Good morning. Brian, this is a question about your program to lift the minimum wage from $15 to $20 over the next 20 months. And I can see how this is necessary, as you said to quote get the best people in an economy that has the unemployment rates that we do right now. But can you just kind of generally flush out what kind of productivity improvements you're seeing in the workforce, and whether this $5 raise will be paid for by productivity.

Brian Moynihan

Analyst · NAB Research. Please go ahead.

Yes, it's going to be -- well it has been I think, in the last several years, we've gone from probably sub $10 an hour to over $15. And it's been paid for every year. So I think our ability to continue to drive productivity is really driven by the change in customer behavior and the digital capabilities we have. So more of the activity that would have been done a decade ago or two decades ago, person handing a check for deposit to branches would have through a person's hands and now goes through a mobile bank deposit, mobile check deposits, and the cost of that is 10 fold different. And yet, we still have in this quarter alone $50 million odd deposits at the financial centers to work on. So the productivity will increase, we've been able to pay for those kinds of increases, we've been able to keep the healthcare costs for the lower compensated teammates flat since 2011, after we cut it in half. And this is all to really have great teammates working with our core customer base. And that's what we are focused on. And our average compensation of our company is $120,000 or something like that. So this is not -- this is to really help drive in the branch and the call centers and the operations groups to continued efficiency. But overall, we continue to manage head count down to make it happen.

Nancy Bush

Analyst · NAB Research. Please go ahead.

Okay. Also have a quick question about the credit cycle. Marianne Lake [ph] said on Friday that I think there were sort of 5 loans that came on non-accrual -- 5 material loans that came on non-accrual at JPMorgan Chase. And that was the second quarter that that had happened. And she characterized these credits as idiosyncratic, not belonging to any particular industry, et cetera. I guess my question is this, has the nature of credit cycles really changed due to the low rate environment? And how will you know, if we are entering a new credit cycle?

Brian Moynihan

Analyst · NAB Research. Please go ahead.

We continue to -- those are great questions, Nancy, when you think about it in a broader context. But I think the major differences with our company is that the geographic distribution in the United States means that we're not susceptible to any regional issues dominating our discussion, as it would have been 20, 30 years ago, or even a decade plus ago. I think that the balance in the company from a consumer and commercial has come down -- has changed substantially, so we're 50%, 50%. I think the secured portion of consumer is the dominant part as opposed to going in the last crisis. So all that sort of gives us a different feel for what we think the credit cycle be like. When you go to the commercial side, the underwriting capabilities of the team have been proven through cycles as being very strong. The ratings integrity is strong, when we go through with all the reviews whether it's SNC [ph] or whether it's internal reviews. And so yes, a company like the charge-off we had in the fourth quarter can have an idiosyncratic event that causes some damage. But will it be wholly different, it will really depend if the economy stays bumping along it goes into slight degradation, you're going to see some across the board distress. But I think so far as we've seen pieces pop-up oil and gas a few years ago. We put up reserves, we took most of them back in. The retailing business, we were a major lender in it we've been able to work through the credits there because the nature of the collateral and stuff like that that has consumer side, the charge-off rate stays low. We've worked through, as you know a lot of mortgage credit that was just still with us and we've been getting that down and that's brought our charge-off some mortgage back to where we thought they'd be. So I'm not sure, I would ever say you have to take any credits that happen and say there's no -- you have to say it's completely isolated one-off events, because you got to be careful not to fool yourself. But on the other hand, what we see is right now the fundamentals of the economy in the U.S. on a global basis and the fundamentals of consumers and unemployment being low as you mentioned, means that credit is in good shape and we just don't see that changing a lot.

• WHAT TO WORK ON:
**a.** How would this sentence from the transcript above read in Spanish: "And our average compensation of our company is $120,000 or something like that."?
**b.** Could you quote the transcript above from "Okay. Also have" to "new credit cycle?"?

• MATERIAL SHOWN:
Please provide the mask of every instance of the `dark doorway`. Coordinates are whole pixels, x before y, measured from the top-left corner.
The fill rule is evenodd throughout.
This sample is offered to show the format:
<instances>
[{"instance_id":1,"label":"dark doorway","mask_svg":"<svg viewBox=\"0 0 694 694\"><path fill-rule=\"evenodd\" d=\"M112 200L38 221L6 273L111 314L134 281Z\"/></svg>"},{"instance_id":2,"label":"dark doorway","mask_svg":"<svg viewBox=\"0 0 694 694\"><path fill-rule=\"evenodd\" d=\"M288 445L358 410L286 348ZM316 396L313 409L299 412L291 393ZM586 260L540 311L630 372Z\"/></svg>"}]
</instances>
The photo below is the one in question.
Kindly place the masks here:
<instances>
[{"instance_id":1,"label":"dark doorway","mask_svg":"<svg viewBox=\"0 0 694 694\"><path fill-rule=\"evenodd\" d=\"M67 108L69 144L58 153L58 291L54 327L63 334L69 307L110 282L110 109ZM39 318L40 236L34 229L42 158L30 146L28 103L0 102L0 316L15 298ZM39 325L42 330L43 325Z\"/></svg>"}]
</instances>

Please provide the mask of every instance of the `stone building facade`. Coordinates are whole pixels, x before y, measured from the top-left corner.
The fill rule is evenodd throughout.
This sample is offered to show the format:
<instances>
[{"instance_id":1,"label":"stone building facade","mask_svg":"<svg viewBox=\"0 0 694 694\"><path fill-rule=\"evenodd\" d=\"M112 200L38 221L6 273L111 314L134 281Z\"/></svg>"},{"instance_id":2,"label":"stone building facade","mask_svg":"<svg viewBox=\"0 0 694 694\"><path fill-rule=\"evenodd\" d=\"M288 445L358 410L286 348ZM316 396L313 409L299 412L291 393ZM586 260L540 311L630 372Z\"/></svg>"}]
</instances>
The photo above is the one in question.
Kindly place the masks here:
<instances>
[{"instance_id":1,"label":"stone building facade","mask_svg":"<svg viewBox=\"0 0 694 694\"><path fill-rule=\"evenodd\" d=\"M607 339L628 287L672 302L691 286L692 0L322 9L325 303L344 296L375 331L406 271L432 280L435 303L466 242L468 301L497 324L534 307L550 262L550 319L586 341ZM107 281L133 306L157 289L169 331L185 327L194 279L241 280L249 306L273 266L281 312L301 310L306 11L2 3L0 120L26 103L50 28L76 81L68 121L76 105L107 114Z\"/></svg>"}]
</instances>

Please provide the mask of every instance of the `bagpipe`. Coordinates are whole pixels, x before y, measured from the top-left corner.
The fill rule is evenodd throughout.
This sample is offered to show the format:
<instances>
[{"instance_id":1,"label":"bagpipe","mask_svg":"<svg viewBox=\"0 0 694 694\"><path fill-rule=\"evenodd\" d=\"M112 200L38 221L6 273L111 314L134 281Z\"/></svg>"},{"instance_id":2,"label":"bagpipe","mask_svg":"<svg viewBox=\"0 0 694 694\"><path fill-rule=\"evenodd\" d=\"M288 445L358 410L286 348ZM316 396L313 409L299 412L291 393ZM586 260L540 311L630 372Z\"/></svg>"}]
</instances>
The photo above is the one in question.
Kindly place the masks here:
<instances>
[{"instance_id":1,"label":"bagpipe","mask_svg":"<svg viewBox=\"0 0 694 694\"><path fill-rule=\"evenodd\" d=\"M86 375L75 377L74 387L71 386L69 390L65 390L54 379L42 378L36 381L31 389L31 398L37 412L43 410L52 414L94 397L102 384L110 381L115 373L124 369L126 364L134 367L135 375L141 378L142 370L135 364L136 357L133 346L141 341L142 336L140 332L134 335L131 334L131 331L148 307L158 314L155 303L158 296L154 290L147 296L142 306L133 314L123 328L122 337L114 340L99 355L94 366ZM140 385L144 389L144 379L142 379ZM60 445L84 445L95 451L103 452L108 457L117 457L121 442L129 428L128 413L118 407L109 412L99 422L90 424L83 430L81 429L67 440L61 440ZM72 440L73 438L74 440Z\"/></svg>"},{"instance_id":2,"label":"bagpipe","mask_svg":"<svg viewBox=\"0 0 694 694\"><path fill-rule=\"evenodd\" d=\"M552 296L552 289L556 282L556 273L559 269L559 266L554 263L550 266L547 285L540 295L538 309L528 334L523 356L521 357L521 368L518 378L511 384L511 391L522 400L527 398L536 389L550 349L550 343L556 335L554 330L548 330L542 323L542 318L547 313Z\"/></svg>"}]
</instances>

• SOLUTIONS FOR EACH TASK:
**a.** Y la compensación promedio de nuestra empresa es de $120,000 o algo así.

**b.**
Okay. Also have a quick question about the credit cycle. Marianne Lake [ph] said on Friday that I think there were sort of 5 loans that came on non-accrual -- 5 material loans that came on non-accrual at JPMorgan Chase. And that was the second quarter that that had happened. And she characterized these credits as idiosyncratic, not belonging to any particular industry, et cetera. I guess my question is this, has the nature of credit cycles really changed due to the low rate environment? And how will you know, if we are entering a new credit cycle?